I had some time yesterday, so I took a ride over to Target to get a few things. I had had to rush out the door yesterday, so I was running around with no coffee in me, and that’s not a good thing, right?
At Target, my only option was Starbucks. In the past, I have eschewed Starbucks, feeling that it tastes like a heady brew of battery acid run through ground monkey balls, but I was desperate, and desperate times call for…you know what. Standing in line, waiting for those in front of me to get their venti lattes and grande mochachinos made by the one barista on duty, I told myself Just the House blend. Maybe it’s not as bad as I remember.
My turn finally came. I ordered and took the thing over to the mixing bar. When I took off the lid, I looked down into the black tar in the cup. This was going to be quite a chemistry project. I poured some of it out, added artificial sweetner and filled the thing with milk. It barely changed color. Not a good sign.

[Pointing rows]
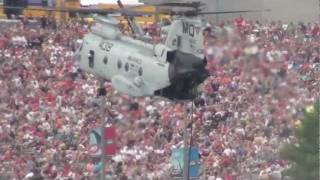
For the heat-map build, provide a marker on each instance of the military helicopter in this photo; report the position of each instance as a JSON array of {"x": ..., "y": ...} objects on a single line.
[{"x": 173, "y": 69}]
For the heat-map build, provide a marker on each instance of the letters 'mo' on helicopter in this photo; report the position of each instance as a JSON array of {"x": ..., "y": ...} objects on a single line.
[{"x": 173, "y": 69}]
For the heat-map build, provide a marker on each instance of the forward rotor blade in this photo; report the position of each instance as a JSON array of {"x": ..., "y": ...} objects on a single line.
[{"x": 231, "y": 12}]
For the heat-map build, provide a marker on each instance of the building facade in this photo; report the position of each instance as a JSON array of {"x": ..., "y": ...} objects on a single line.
[{"x": 284, "y": 10}]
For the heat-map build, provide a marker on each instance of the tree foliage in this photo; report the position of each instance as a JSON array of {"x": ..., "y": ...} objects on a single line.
[{"x": 304, "y": 155}]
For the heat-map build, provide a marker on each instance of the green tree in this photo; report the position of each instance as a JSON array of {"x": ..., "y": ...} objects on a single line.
[{"x": 304, "y": 155}]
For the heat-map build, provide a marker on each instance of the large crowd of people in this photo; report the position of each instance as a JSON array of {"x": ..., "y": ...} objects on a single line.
[{"x": 263, "y": 75}]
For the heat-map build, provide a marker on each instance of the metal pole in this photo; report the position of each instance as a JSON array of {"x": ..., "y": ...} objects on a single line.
[
  {"x": 102, "y": 96},
  {"x": 187, "y": 146},
  {"x": 103, "y": 142}
]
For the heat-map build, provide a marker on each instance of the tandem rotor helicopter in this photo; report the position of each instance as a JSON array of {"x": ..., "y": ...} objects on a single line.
[{"x": 173, "y": 69}]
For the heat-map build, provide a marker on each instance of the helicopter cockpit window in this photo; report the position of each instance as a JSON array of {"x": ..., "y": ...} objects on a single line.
[
  {"x": 105, "y": 60},
  {"x": 119, "y": 64},
  {"x": 91, "y": 58}
]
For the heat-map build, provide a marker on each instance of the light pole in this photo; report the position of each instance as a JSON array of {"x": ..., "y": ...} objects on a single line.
[
  {"x": 187, "y": 135},
  {"x": 102, "y": 95}
]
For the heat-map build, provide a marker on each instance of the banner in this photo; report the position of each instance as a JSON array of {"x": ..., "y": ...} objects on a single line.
[{"x": 177, "y": 162}]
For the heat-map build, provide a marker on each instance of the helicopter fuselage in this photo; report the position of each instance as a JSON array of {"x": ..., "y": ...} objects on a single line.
[{"x": 139, "y": 68}]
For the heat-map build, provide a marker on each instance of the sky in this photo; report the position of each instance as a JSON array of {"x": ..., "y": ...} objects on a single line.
[{"x": 87, "y": 2}]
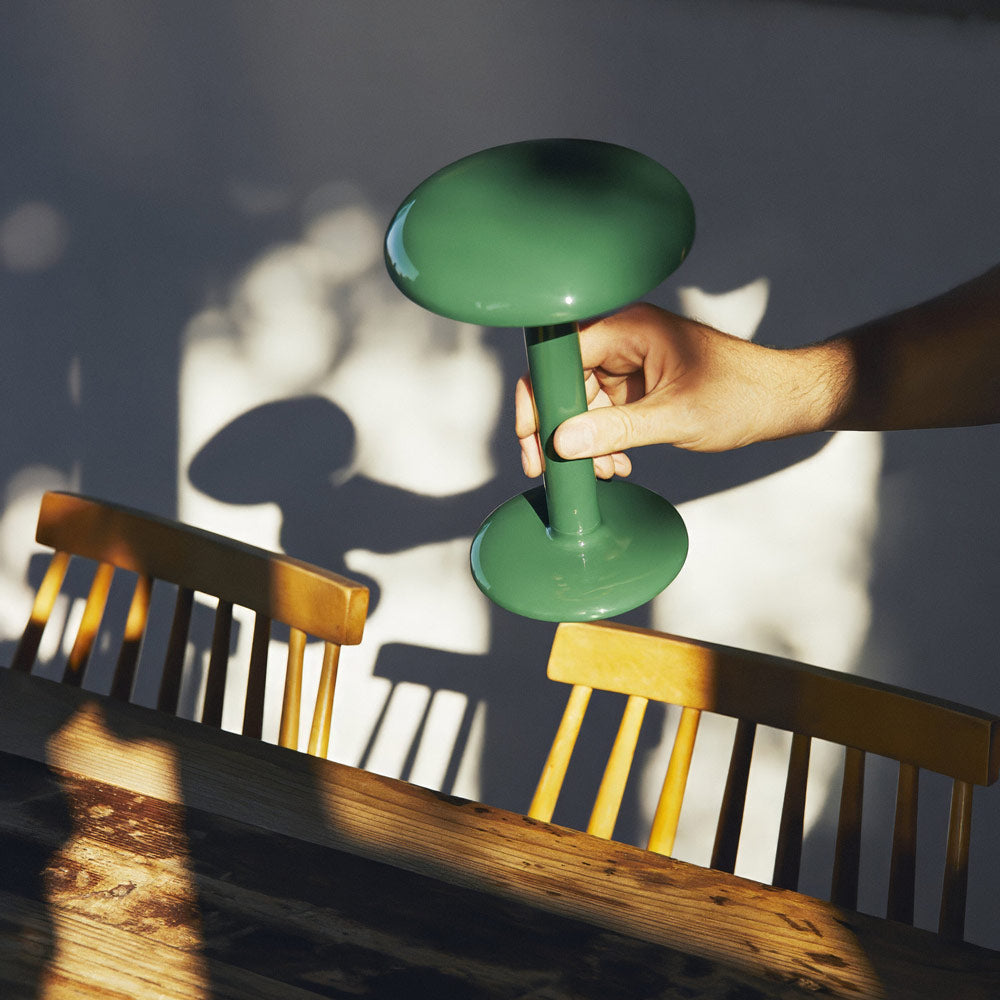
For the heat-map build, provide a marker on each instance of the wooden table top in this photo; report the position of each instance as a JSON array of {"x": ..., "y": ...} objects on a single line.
[{"x": 146, "y": 856}]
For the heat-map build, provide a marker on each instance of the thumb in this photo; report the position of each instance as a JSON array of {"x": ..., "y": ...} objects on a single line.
[{"x": 602, "y": 431}]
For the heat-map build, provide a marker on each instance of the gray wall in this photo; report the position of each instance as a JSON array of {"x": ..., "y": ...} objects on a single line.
[{"x": 192, "y": 192}]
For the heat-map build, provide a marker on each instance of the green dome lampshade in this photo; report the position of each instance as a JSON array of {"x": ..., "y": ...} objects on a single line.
[{"x": 542, "y": 234}]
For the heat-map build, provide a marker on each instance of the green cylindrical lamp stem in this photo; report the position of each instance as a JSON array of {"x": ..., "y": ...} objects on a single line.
[{"x": 560, "y": 393}]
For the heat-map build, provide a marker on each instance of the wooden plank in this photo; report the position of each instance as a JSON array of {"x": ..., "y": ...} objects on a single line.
[
  {"x": 147, "y": 898},
  {"x": 788, "y": 939}
]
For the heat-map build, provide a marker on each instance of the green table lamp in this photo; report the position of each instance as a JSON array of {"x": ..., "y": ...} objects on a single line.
[{"x": 542, "y": 234}]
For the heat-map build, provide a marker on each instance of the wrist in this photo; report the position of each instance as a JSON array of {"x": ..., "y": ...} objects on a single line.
[{"x": 817, "y": 381}]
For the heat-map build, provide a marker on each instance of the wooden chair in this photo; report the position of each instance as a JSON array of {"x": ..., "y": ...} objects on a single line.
[
  {"x": 309, "y": 600},
  {"x": 863, "y": 716}
]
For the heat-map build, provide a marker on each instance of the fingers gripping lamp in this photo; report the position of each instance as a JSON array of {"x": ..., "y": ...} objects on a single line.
[{"x": 542, "y": 234}]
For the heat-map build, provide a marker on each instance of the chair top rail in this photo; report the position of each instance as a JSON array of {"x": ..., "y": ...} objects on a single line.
[
  {"x": 318, "y": 601},
  {"x": 880, "y": 718}
]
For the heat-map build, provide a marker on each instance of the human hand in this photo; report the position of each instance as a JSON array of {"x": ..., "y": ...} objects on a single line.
[{"x": 654, "y": 377}]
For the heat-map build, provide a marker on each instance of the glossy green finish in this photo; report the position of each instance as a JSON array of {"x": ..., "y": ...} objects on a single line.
[
  {"x": 539, "y": 232},
  {"x": 557, "y": 379},
  {"x": 638, "y": 549},
  {"x": 542, "y": 234}
]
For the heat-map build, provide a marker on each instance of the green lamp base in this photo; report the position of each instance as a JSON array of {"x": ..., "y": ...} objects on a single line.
[{"x": 520, "y": 563}]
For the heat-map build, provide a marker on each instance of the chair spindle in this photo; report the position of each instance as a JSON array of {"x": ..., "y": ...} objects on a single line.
[
  {"x": 956, "y": 868},
  {"x": 847, "y": 855},
  {"x": 663, "y": 831},
  {"x": 788, "y": 855},
  {"x": 135, "y": 629},
  {"x": 90, "y": 624},
  {"x": 173, "y": 663},
  {"x": 319, "y": 733},
  {"x": 218, "y": 665},
  {"x": 612, "y": 788},
  {"x": 554, "y": 773},
  {"x": 903, "y": 864},
  {"x": 288, "y": 729},
  {"x": 41, "y": 611}
]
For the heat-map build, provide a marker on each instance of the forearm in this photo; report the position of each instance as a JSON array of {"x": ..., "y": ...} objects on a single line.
[{"x": 936, "y": 364}]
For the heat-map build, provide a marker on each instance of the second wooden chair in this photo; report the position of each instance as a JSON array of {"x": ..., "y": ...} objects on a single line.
[
  {"x": 276, "y": 588},
  {"x": 865, "y": 717}
]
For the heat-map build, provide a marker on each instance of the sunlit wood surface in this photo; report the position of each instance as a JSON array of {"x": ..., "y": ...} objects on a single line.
[{"x": 146, "y": 856}]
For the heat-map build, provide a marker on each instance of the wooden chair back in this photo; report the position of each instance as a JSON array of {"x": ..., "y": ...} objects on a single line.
[
  {"x": 276, "y": 588},
  {"x": 863, "y": 716}
]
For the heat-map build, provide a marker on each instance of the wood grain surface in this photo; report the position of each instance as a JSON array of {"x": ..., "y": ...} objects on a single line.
[{"x": 146, "y": 853}]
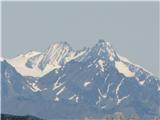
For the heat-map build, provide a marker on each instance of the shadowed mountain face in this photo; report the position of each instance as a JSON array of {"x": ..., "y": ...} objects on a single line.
[{"x": 91, "y": 82}]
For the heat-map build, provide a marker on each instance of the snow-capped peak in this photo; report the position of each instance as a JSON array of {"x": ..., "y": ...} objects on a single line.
[{"x": 104, "y": 50}]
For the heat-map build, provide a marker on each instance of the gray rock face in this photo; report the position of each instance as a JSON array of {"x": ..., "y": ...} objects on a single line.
[{"x": 95, "y": 84}]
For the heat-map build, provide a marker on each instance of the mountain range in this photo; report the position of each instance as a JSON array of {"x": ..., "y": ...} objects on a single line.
[{"x": 63, "y": 83}]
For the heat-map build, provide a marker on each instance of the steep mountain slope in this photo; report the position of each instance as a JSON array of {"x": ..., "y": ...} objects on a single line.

YOUR TASKS>
a) List every Starbucks drink that the coffee story names.
b) Continue the story about the Starbucks coffee at Target from its final sentence.

EXERCISE ANSWERS>
a)
- Venti lattes
- Grande mochachinos
- House blend

b)
I tried again with more milk and more sweetner, took a sip, and chucked the whole thing in the trash. A failure of chemistry. How do people drink that stuff?
Last night Manfrengensen and I had a sitter. We went out to dinner and then…no movies out there at all. We’ve seen the James Bond. What else is worth shelling out for? We ended up doing some Christmas shopping.
It’s pretty sad out there. We drove up the main shopping corridor in our town. The first thing I noticed was this Mom&Pop hobby store that had been there since I was a kid: Out of Business. The place was dark, and the windows were empty. I can remember going in there as a kid (and as an adult) and being totally blown away by the selection of Lionel trains and other stuff they had in there.
We drove further, and I noticed that the oriental rug place that always advertised they were going out of business (and we always joked about that sales tactic — for years!), well, they actually have gone out of business now.
La-Z-Boy had two signs out front. One said: GOING OUT OF BUSINESS/DOORS CLOSING. The other one said: STORE FOR RENT.
We went to Best Buy, where there were more cashiers than people waiting in line. We went to the mall, and the place was empty. I stopped in KB Toys for a stocking stuffer, and on a Friday night, at 8 p.m. in December, I walked right up to the counter and paid. Even Target was empty. No wait in line at all. Nobody’s really buying. It’s pretty weird to see.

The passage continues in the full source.